# Spilling the beans



## ProctorHillFarm (May 15, 2008)

Okay everyone knows Ive been hiding a little secret.......just until I could make sure it was really going to happen......

Well- I'm just going to burst- everything was confirmed last night and we are going to pick her up next weekend......

She doesnt have a name yet, but my newest plain buckskin addition is.......

sired by: Caesars Villa BB Rebel Yell *S 
and out of:
*ARMCH Flat Rocks Here For The Party *D 'E' 91.1*

The best part is- her breeder chose us to be her new home (that is so gratifying), and only since she has the full sister from last year (who just went Grand Champion Junior Doe at the last show)
:leap: :leap: :leap:

Thats IT I am DONE for the year
( yeah right until I find something else I have to have :slapfloor: )


----------



## kelebek (Oct 5, 2007)

You got me - LOL!

I am reading - and like YAH is she pregnant - LOL! :ROFL: :ROFL: 

Congrats on the new doe!!!! Woo Hoo!!   Can't wait to see her!


----------



## BetterBuckskins (Feb 1, 2009)

* _Goal a_: Find every row that contains the word "stainless" and copy each of those rows.
The forum thread and the rows that follow have nothing to do with each other.

* _Provided entries_:
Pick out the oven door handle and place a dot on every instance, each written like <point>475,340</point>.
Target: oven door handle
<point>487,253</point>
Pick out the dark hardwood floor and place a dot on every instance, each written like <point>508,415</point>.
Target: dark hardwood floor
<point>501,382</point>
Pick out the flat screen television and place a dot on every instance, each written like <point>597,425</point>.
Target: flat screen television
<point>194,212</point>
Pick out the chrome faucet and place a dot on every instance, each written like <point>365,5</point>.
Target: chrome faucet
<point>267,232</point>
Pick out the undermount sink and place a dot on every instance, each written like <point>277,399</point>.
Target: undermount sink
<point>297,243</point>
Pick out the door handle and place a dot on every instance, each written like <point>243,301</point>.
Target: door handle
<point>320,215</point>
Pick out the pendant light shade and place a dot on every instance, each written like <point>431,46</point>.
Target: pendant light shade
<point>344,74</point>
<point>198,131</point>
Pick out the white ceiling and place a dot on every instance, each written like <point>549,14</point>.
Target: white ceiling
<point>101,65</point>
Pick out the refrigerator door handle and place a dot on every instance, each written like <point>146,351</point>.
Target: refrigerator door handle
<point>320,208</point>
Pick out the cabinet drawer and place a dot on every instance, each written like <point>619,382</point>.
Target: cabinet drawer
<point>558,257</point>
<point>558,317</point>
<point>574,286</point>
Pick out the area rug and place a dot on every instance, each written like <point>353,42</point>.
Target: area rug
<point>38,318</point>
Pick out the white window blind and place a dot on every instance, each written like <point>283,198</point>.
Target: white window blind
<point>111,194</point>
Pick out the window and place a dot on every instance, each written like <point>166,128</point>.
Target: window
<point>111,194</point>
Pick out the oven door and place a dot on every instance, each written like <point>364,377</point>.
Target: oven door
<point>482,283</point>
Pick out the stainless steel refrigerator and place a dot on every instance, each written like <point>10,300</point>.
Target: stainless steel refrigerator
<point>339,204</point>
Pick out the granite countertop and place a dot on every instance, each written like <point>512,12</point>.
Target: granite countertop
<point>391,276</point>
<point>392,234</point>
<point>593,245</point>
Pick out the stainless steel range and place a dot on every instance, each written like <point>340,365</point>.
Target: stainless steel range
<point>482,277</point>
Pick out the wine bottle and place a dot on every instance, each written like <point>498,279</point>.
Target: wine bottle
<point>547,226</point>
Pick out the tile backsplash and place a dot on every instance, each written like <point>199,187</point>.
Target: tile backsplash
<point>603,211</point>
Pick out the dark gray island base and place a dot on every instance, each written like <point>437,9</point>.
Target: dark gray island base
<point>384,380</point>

* _Goal b_: From the forum thread, copy the passage that starts at "## ProctorHillFarm (May" and ends at "buckskin addition is.......".

* _Final result a_:
Pick out the stainless steel refrigerator and place a dot on every instance, each written like <point>10,300</point>.
Target: stainless steel refrigerator
Pick out the stainless steel range and place a dot on every instance, each written like <point>340,365</point>.
Target: stainless steel range

* _Final result b_:
## ProctorHillFarm (May 15, 2008)

Okay everyone knows Ive been hiding a little secret.......just until I could make sure it was really going to happen......

Well- I'm just going to burst- everything was confirmed last night and we are going to pick her up next weekend......

She doesnt have a name yet, but my newest plain buckskin addition is.......